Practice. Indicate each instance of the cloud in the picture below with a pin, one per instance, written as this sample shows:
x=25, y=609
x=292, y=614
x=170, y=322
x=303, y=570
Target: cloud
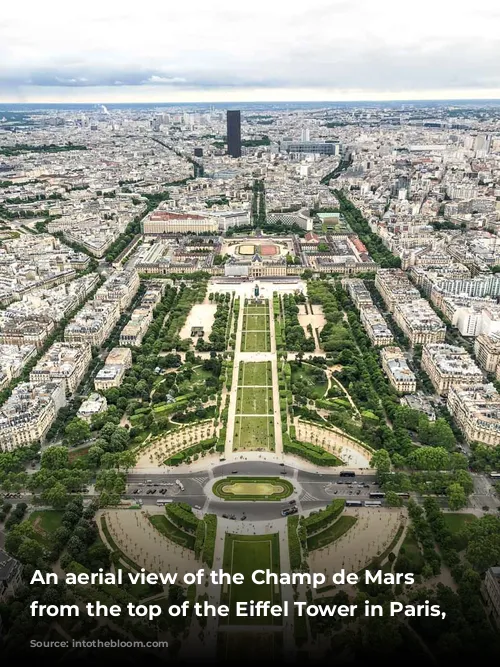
x=328, y=45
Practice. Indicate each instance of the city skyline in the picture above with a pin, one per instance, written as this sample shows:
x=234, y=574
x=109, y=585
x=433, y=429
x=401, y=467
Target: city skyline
x=336, y=51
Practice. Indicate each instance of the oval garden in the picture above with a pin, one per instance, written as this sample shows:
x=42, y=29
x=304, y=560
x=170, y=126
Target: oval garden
x=252, y=488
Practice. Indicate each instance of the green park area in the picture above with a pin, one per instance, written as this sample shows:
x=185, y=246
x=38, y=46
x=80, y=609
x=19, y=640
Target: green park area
x=252, y=488
x=254, y=401
x=255, y=333
x=253, y=433
x=332, y=533
x=245, y=554
x=255, y=373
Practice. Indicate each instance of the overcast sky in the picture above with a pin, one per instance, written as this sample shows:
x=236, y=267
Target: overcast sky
x=261, y=50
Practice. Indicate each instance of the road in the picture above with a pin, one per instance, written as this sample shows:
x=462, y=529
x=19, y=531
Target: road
x=312, y=490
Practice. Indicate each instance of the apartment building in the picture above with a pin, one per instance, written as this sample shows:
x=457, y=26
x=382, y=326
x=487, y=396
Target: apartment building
x=476, y=409
x=121, y=286
x=116, y=365
x=167, y=222
x=29, y=413
x=395, y=288
x=93, y=405
x=93, y=323
x=419, y=322
x=397, y=370
x=487, y=351
x=63, y=361
x=449, y=365
x=375, y=325
x=357, y=291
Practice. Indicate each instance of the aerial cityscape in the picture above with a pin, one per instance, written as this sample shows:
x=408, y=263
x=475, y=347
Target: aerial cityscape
x=249, y=333
x=260, y=337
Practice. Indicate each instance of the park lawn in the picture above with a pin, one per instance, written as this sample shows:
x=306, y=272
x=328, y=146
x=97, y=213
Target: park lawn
x=256, y=322
x=172, y=532
x=45, y=523
x=244, y=554
x=254, y=433
x=255, y=341
x=332, y=533
x=257, y=373
x=304, y=373
x=457, y=522
x=254, y=401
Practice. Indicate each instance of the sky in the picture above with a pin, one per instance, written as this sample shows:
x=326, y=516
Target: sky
x=103, y=51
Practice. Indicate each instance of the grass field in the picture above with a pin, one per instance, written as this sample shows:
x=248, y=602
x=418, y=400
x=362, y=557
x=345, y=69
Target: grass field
x=244, y=554
x=255, y=334
x=254, y=401
x=252, y=488
x=174, y=534
x=45, y=523
x=255, y=373
x=253, y=433
x=332, y=533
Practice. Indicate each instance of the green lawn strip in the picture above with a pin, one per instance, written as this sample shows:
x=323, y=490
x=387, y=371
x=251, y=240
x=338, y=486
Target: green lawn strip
x=245, y=554
x=115, y=547
x=46, y=522
x=172, y=532
x=255, y=373
x=254, y=433
x=254, y=401
x=219, y=488
x=332, y=533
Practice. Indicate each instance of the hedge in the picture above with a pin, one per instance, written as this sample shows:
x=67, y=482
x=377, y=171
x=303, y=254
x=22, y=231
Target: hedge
x=320, y=520
x=294, y=543
x=210, y=521
x=312, y=453
x=181, y=515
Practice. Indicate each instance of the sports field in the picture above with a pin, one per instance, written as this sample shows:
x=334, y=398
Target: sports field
x=245, y=554
x=255, y=333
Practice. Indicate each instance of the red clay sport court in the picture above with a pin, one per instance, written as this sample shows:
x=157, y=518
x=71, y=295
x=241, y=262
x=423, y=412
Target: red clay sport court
x=268, y=250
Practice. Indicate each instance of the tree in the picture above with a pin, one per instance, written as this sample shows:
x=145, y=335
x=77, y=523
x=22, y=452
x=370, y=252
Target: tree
x=55, y=458
x=381, y=461
x=77, y=431
x=456, y=496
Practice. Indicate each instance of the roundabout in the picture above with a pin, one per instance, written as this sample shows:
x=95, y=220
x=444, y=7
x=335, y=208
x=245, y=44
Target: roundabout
x=252, y=488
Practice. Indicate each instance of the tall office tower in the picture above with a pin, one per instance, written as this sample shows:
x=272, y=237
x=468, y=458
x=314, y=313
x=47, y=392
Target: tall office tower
x=234, y=133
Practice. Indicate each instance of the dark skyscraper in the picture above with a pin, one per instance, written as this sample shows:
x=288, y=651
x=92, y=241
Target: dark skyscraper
x=234, y=133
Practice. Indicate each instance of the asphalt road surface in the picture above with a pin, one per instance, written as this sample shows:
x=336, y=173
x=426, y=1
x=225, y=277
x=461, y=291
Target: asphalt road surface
x=313, y=490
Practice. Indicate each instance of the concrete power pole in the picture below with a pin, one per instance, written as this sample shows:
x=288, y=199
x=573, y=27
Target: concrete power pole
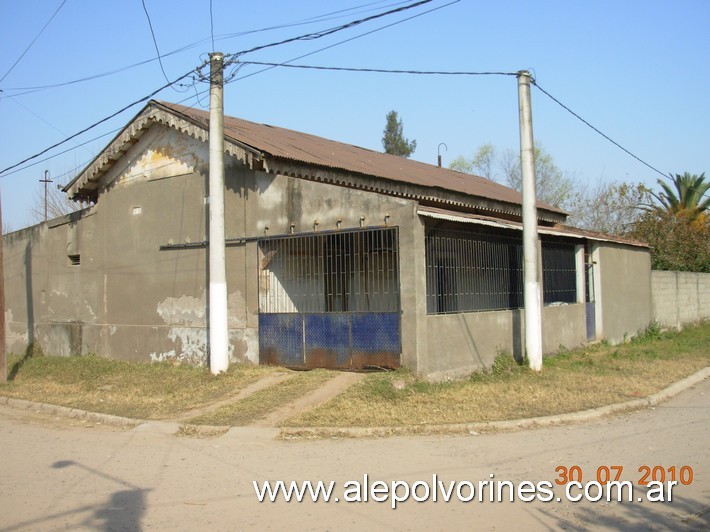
x=218, y=324
x=3, y=359
x=531, y=272
x=46, y=181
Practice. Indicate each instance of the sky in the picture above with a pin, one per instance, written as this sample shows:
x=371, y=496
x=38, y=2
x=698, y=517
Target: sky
x=636, y=70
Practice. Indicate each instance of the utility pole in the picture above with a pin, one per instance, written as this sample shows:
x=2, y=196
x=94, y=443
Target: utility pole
x=46, y=181
x=3, y=359
x=218, y=324
x=531, y=272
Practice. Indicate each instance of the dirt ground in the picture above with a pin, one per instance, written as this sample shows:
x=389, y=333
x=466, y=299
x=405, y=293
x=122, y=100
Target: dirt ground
x=62, y=474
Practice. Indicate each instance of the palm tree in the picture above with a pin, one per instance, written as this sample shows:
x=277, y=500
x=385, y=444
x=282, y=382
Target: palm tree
x=688, y=197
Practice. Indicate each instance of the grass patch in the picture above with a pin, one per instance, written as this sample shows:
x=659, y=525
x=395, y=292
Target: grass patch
x=570, y=381
x=263, y=402
x=130, y=389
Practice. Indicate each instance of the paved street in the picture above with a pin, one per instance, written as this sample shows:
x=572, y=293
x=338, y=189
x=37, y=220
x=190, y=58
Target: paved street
x=59, y=474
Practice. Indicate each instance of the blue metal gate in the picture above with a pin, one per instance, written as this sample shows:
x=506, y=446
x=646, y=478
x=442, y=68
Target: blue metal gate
x=330, y=300
x=330, y=340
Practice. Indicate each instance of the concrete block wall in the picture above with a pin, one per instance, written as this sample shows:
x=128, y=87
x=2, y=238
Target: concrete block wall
x=679, y=298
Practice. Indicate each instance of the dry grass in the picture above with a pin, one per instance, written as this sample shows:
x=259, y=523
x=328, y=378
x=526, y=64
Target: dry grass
x=263, y=402
x=129, y=389
x=570, y=381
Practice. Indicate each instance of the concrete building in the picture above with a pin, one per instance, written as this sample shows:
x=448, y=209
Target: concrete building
x=337, y=256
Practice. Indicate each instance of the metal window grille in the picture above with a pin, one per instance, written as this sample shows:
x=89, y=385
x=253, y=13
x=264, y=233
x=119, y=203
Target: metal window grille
x=559, y=273
x=472, y=271
x=469, y=272
x=344, y=271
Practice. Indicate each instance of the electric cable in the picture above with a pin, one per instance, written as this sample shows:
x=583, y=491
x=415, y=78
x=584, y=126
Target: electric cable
x=594, y=128
x=382, y=70
x=92, y=126
x=198, y=70
x=33, y=41
x=351, y=39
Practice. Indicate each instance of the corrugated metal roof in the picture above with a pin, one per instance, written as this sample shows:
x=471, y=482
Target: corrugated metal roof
x=313, y=150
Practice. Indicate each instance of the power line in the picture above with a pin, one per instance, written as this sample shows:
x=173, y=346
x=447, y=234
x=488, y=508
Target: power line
x=350, y=39
x=92, y=126
x=309, y=36
x=197, y=96
x=595, y=129
x=324, y=33
x=381, y=70
x=212, y=25
x=155, y=42
x=33, y=41
x=320, y=18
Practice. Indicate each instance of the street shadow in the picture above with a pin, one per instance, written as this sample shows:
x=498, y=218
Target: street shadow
x=17, y=366
x=683, y=513
x=123, y=511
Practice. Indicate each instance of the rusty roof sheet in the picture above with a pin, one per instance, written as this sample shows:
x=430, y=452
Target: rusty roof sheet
x=313, y=150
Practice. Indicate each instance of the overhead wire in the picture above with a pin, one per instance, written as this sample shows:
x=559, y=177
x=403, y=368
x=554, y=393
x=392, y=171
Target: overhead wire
x=198, y=71
x=350, y=39
x=558, y=102
x=33, y=40
x=92, y=126
x=212, y=25
x=382, y=70
x=157, y=50
x=324, y=33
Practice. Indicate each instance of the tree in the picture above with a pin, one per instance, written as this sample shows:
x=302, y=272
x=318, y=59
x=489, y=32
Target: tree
x=482, y=163
x=688, y=196
x=676, y=242
x=677, y=227
x=393, y=139
x=610, y=208
x=553, y=186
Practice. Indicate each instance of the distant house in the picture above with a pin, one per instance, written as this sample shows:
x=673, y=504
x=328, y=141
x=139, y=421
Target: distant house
x=337, y=257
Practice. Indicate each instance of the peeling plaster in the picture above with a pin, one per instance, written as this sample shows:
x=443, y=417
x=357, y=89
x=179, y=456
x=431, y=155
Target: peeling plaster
x=186, y=318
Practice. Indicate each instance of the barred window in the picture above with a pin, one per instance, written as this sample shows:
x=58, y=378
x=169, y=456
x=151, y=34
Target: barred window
x=472, y=272
x=482, y=271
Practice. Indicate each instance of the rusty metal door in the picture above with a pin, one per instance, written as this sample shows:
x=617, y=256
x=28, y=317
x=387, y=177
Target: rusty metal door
x=330, y=340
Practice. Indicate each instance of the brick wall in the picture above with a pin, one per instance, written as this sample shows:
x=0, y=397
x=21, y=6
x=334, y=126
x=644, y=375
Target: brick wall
x=680, y=297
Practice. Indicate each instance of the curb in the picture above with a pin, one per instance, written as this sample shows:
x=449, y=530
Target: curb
x=494, y=426
x=73, y=413
x=289, y=433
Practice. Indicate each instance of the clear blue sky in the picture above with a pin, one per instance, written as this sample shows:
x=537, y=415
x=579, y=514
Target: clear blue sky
x=637, y=70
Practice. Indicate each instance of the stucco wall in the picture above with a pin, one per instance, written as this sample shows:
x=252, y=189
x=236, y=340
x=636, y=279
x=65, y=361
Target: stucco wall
x=130, y=300
x=680, y=297
x=458, y=344
x=624, y=294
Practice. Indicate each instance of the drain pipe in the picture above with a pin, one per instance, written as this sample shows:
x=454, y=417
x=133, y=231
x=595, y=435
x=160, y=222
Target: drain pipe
x=531, y=272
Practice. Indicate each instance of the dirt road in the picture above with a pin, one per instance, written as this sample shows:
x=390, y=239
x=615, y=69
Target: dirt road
x=56, y=474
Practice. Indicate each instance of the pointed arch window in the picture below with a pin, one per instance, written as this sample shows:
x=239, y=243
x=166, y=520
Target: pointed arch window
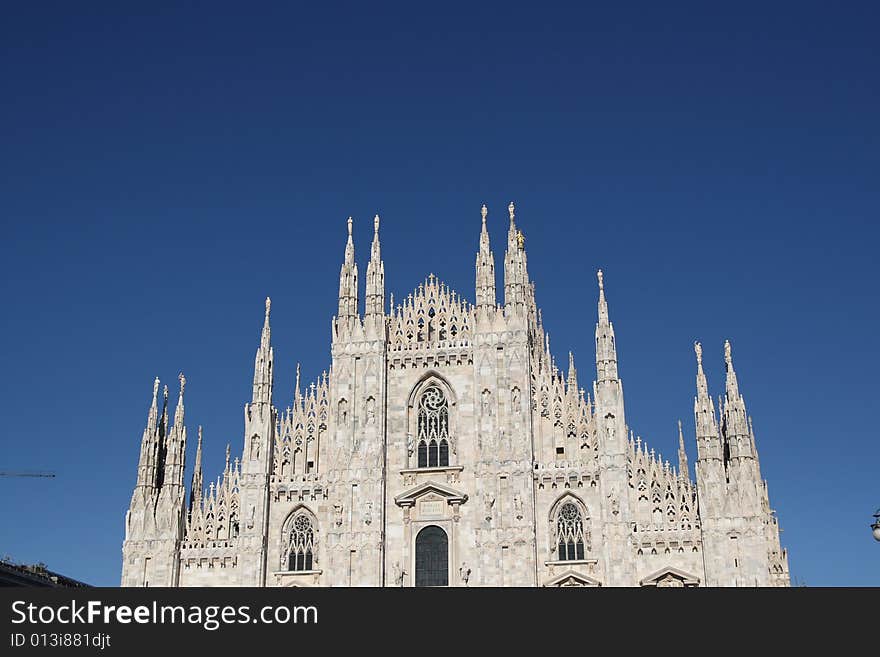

════

*Given instruction*. Count the lines in the records above that contain the string "plaster", and give only that number.

*Task response*. 2